Your goal: Give the entries again exactly as they appear, but without the images.

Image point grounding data
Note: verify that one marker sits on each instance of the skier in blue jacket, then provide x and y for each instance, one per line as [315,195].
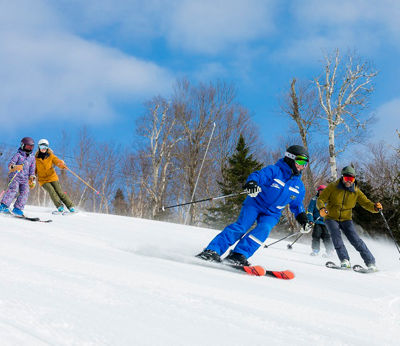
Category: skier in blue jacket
[269,191]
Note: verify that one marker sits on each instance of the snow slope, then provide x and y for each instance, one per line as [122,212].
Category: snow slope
[92,279]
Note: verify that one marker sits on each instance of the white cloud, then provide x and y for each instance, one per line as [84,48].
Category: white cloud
[319,26]
[48,71]
[211,26]
[205,27]
[388,121]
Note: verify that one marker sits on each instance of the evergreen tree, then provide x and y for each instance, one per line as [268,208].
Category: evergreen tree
[119,203]
[234,176]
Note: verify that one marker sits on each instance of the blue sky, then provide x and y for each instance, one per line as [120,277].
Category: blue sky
[68,63]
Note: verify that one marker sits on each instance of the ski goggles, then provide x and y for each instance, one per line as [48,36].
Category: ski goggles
[301,160]
[348,178]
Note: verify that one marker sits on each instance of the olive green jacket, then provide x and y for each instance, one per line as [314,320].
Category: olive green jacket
[340,201]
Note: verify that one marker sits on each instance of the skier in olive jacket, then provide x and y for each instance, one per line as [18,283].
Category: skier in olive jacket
[47,176]
[336,203]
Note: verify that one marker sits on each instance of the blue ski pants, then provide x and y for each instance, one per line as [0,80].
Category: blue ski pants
[349,231]
[249,241]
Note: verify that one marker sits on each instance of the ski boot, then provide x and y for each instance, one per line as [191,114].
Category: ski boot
[328,254]
[4,209]
[209,255]
[237,259]
[372,267]
[18,212]
[345,264]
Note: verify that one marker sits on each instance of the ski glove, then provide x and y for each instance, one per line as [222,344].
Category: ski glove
[305,224]
[63,165]
[32,182]
[14,168]
[323,212]
[252,188]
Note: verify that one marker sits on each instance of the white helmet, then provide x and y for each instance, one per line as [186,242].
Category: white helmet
[43,144]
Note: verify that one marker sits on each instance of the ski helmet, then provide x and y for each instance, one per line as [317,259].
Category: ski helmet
[349,170]
[27,144]
[293,154]
[43,144]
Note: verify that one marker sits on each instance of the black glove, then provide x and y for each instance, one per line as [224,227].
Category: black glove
[304,222]
[252,188]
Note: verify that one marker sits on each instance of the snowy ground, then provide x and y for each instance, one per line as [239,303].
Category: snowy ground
[92,279]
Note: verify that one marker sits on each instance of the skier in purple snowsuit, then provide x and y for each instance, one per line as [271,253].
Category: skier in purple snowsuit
[22,177]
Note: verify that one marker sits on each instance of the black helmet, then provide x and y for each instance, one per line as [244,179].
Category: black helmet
[27,144]
[349,170]
[295,152]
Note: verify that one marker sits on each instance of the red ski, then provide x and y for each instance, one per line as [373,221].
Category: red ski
[261,271]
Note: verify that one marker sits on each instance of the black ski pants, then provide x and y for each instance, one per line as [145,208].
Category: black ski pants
[347,227]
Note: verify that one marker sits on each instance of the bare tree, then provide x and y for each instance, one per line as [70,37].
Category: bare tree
[158,126]
[301,105]
[197,108]
[343,92]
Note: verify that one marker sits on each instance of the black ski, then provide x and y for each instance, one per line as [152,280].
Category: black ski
[360,269]
[333,265]
[34,219]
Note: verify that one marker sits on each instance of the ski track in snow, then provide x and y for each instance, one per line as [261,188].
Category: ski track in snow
[92,279]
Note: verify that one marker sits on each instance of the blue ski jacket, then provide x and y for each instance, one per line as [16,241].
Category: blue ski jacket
[313,212]
[279,187]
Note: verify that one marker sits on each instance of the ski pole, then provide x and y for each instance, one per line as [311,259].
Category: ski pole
[290,245]
[288,236]
[76,175]
[4,191]
[390,231]
[204,200]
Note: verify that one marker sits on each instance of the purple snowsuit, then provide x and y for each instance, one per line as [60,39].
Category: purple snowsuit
[20,183]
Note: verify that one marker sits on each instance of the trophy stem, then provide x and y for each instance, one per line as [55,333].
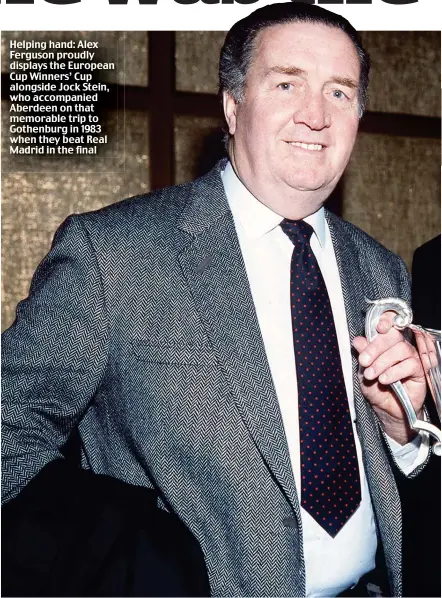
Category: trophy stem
[429,347]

Final answer:
Note: verify that one marker sits on each instance of the skier in blue jacket, then provide x and y for each instance, one per line as [315,195].
Category: skier in blue jacket
[269,191]
Note: verify that one marker sits on each instance of the snow slope, then provide x and y for each instance, one per line as [122,212].
Category: snow slope
[92,279]
Note: verify that one marker sits on each instance of the white cloud, then provide x and y for each instance, one per line as [84,48].
Category: white cloud
[319,26]
[48,71]
[211,26]
[205,27]
[388,121]
Note: verify that one marker sits on each instance of the evergreen tree, then provide x and y for each instance, one per line as [268,208].
Category: evergreen tree
[119,203]
[234,176]
Note: verify that one marker sits on each instance of the blue sky, then provide x and y for each instance, one per line as [120,277].
Category: blue sky
[68,63]
Note: verify that one marker sits on each instance of the ski goggles, then provide x and y for each instance, one per line as [48,36].
Category: ski goggles
[301,160]
[348,178]
Note: verify that one marker sits on each instance of the olive green jacket, then provide x and y for each instance, one per line as [314,320].
Category: olive green jacket
[340,201]
Note: verify that one marker sits on each instance of the skier in olive jacket, then provide x and y for each instance, one per line as [18,283].
Category: skier in olive jacket
[47,176]
[336,203]
Note: verify that one marker sits on each instance of the blue ski pants, then provide x and y for each instance, one per line as [0,80].
Category: blue ski pants
[349,231]
[249,241]
Note: verify that one marker sits on each instance of the ski boot, then provide x and y for each instance, one per line as [191,114].
Category: ski boot
[328,254]
[4,209]
[209,255]
[237,259]
[372,267]
[18,212]
[345,264]
Note: verify that one marker sits on each instance of the ski glove, then provide x and y for each instance, one per line as [222,344].
Category: ski glove
[305,224]
[63,165]
[32,182]
[14,168]
[323,212]
[252,188]
Note: verify that one marker sits on each instance of the white helmet, then provide x and y for each instance, one per line as [186,242].
Category: white helmet
[43,144]
Note: verify that one marker sits on each instance of the ski helmet, then provide x and y for each instance, one per line as [317,259].
Category: ski helmet
[349,170]
[27,144]
[293,154]
[43,144]
Note: verify that one marker sits on each instance of the black glove, then provide x and y for each instance, one per line as [224,227].
Category: black glove
[304,222]
[252,188]
Note: verify that one marker sits on each instance of the snowy ground, then provide x and y for each instance, one per line as [239,303].
Category: snowy ground
[92,279]
Note: verify that one marker sits on each instance of the skier in purple snowsuit, then provide x and y for each instance, one per line as [271,253].
Category: skier in purple snowsuit
[22,177]
Note: verify that one marker sits on each instance of the black helmet, then provide x and y for each instance, one per line as [244,179].
Category: black helmet
[27,144]
[349,170]
[295,152]
Note: verify that one marker sits on each instance of the red ski, then provide x and y for each instance, one per line as [373,221].
Category: red ski
[261,271]
Note: verify that one marker sits on each instance of the black ski pants, then provide x and y for each instance, one per line as [145,208].
Category: black ski pants
[347,227]
Note: verify that one marker sits on each instance of the bare tree, then provide x and y for each instance, one per line as [70,37].
Category: bare tree
[158,126]
[301,105]
[197,108]
[343,92]
Note: verify that one marker sits on each instance of the black ski, then provide x and y for each instance, one per line as [152,280].
Category: black ski
[360,269]
[333,265]
[34,219]
Note: verify that one marker sits on each instance of the ski track in snow, then provide x and y for each instance, one per line as [261,188].
Category: ski track in snow
[92,279]
Note: verify that one marker sits on each instance of the blue ski jacket, then provide x and y for each instance, one per line as [16,241].
Category: blue ski jacket
[313,212]
[279,187]
Note: verify that one marker sits on each instance of the ski pole, then provide x and y for each instance, one per line as [311,259].
Category: ski pole
[290,245]
[288,236]
[76,175]
[4,191]
[390,231]
[204,200]
Note: verify that one marker sits on each instance of the purple snowsuit, then provide x and y for each instance, one per line as [60,39].
Category: purple snowsuit
[20,183]
Note: verify that one marker sits on each instance of the trophy stem, then provide x and y for each instance, one per line as [55,333].
Category: trophy stem
[429,347]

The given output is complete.